**INSTRUCTIONS**
1. Return everything in the hippo sweat and power-generating backpack excerpt from "Hippo sweat, it" down to "a powerful antibiotic.", word for word.
2. Pick up the hippo sweat and walking-powered backpack excerpt after its final sentence and keep writing.

**PAGE EXCERPT**
********

A 49-year-old hippopotamus named Bulgy may hold the key to the next generation of sunscreens. Christopher Viney, a professor at the new University of California at Merced, has spent the past year collecting and scrutinizing sweat from the 6,500-pound mammal, which lives at the Chaffee Zoo in Fresno, Calif. Viney hopes that as Bulgy perspires, he'll also inspire new ideas in the fight against cancer-causing ultraviolet rays.
Hippo sweat, it turns out, is a marvel of skin protection. In addition to preventing sunburn, the red gelatin-like ooze seems to ward off insects. And even though hippos sustain scrapes and bruises as they aggressively defend their territories, the wounds rarely get infected -- suggesting their sweat might also be a powerful antibiotic.
Viney is preparing a paper describing the molecular structure of hippo sweat. Bulgy is waiting for his next skin-care consulting gig.
A new breed of backpack can convert the motion of walking into electric power. Designed to help soldiers and emergency responders keep their radios going longer and ease their load at the same time, the suspended load backpack (SLB) has a rigid frame, like those on hiking packs. But the bag itself is fastened to springs and slides along a track. As you walk, the load rises and falls a few inches, driving an assemblage of gears connected to a generator.

********

**RAW DATA**
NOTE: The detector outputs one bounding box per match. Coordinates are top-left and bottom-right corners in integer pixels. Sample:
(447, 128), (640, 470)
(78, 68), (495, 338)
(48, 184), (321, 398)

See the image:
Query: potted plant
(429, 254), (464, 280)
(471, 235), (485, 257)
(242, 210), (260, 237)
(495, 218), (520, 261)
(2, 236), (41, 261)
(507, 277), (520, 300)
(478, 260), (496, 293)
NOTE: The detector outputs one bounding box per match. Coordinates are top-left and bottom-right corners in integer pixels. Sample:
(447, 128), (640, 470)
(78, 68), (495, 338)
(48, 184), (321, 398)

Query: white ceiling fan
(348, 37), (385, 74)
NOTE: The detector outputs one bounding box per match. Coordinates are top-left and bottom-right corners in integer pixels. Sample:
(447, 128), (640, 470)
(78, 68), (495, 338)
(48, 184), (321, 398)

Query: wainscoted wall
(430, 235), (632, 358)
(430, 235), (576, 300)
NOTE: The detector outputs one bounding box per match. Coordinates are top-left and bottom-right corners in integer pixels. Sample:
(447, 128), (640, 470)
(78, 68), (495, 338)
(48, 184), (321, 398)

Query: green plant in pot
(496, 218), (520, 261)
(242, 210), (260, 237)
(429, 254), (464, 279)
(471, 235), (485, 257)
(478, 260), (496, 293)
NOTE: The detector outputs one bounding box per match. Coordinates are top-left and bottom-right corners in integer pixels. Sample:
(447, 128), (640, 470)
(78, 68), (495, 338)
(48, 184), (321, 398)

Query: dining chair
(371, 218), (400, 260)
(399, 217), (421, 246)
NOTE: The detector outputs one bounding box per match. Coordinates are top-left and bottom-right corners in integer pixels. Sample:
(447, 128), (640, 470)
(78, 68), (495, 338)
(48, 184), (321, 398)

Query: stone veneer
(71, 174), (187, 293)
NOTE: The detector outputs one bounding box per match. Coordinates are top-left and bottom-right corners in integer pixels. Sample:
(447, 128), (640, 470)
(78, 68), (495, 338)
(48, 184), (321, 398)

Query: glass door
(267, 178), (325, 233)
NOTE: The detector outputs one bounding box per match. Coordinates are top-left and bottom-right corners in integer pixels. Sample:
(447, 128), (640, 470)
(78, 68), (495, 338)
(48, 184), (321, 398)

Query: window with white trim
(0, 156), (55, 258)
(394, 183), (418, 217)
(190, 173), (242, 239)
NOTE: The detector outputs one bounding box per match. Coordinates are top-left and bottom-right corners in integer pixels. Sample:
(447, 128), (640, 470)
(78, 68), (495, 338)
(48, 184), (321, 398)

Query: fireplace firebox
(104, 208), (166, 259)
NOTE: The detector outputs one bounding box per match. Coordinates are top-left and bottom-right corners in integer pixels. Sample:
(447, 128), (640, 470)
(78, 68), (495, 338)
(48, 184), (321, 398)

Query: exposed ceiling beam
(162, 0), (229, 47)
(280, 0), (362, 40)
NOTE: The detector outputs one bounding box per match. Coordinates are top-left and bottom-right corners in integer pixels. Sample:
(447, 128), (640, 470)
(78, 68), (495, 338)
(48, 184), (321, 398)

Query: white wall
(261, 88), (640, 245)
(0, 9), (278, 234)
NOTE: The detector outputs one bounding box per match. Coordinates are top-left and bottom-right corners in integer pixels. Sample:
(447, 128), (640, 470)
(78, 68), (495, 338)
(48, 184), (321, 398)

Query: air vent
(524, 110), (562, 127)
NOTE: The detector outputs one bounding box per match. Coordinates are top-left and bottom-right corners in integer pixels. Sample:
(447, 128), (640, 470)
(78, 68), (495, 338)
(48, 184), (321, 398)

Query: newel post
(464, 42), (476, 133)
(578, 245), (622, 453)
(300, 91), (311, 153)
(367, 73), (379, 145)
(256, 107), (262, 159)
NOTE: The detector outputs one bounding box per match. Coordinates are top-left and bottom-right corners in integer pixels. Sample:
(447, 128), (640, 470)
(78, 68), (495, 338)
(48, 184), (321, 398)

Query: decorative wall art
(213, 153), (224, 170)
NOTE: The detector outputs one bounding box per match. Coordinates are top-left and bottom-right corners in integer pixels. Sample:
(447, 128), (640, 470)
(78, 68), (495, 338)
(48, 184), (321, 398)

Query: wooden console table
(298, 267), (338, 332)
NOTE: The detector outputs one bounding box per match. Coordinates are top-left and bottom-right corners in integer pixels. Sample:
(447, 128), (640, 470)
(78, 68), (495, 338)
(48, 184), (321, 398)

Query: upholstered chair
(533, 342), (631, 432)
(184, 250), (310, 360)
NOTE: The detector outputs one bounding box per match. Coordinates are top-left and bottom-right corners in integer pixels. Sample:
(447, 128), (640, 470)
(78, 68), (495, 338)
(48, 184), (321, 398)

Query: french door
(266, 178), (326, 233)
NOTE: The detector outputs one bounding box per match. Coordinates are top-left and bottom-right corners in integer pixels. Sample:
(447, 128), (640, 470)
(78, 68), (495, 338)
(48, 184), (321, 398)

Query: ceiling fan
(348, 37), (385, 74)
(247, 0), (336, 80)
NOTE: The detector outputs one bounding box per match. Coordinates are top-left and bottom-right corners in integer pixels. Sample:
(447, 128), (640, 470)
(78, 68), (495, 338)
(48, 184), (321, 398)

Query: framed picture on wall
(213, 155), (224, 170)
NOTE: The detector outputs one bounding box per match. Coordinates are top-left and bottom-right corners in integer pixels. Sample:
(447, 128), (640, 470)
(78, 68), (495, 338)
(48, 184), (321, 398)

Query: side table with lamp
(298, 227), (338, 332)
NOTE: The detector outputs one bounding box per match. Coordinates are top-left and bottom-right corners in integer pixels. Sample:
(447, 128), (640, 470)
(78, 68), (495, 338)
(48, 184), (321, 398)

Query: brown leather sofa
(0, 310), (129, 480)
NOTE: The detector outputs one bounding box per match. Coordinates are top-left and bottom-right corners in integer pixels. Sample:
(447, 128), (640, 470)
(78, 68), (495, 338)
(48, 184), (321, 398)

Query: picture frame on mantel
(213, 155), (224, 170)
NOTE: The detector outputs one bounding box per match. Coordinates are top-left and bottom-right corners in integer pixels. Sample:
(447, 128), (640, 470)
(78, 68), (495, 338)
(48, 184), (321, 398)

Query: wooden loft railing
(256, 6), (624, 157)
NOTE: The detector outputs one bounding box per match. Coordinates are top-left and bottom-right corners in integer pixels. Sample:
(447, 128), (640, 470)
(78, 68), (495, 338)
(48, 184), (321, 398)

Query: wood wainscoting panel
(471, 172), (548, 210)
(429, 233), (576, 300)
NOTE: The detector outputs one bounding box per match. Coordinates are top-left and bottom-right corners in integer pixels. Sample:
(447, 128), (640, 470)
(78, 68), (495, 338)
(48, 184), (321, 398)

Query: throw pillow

********

**EXERCISE RESULTS**
1.
Hippo sweat, it turns out, is a marvel of skin protection. In addition to preventing sunburn, the red gelatin-like ooze seems to ward off insects. And even though hippos sustain scrapes and bruises as they aggressively defend their territories, the wounds rarely get infected -- suggesting their sweat might also be a powerful antibiotic.

2.
The power output increases with the weight of the pack and the speed of the walker, says Larry Rome, a biologist at the University of Pennsylvania who led the SLB's development. When worn by a walker moving at a steady clip, carrying 40 to 80 lbs., the pack puts out up to 7.4 watts -- plenty to power a head lamp, phone, and global positioning system device. The spring-based design also reduces the peak effort needed to carry a given load. With patents pending, Rome plans to start licensing the design by next year.
The illustration on the right shows how the pack works. To its left there's a close-up of the electricity-generating hardware. The green-toothed rack moves up and down, causing the gear mounted on the electrical generator to turn.
Windows users: Watch a video of the backpack in action
It might be the latest example of thinking outside the box, or bag in this case -- specifically trash bags. They are made from polyethylene, a plastic that is cheap, tough, and keeps bad smells inside. But NASA is flipping that around: The same material might keep radiation outside a spaceship.
Because trash-bag film is too flimsy for a spaceship, NASA researchers Raj Kaul and Nasser Barghouty began adding "secret spices" to polyethylene. The best result so far is called RFX1. The material is not only stiff but also three times stronger than aluminum -- and 2.6 times lighter. More important to astronauts on future missions to Mars and other long space flights, the material might reduce the risk of developing cancer because it blocks solar radiation and cosmic rays better than aluminum.
RFX1 is just for starters. Among other shortcomings, it may not hold up under prolonged exposure to the searing, 450F heat of the sun in space. So look for an RFX2.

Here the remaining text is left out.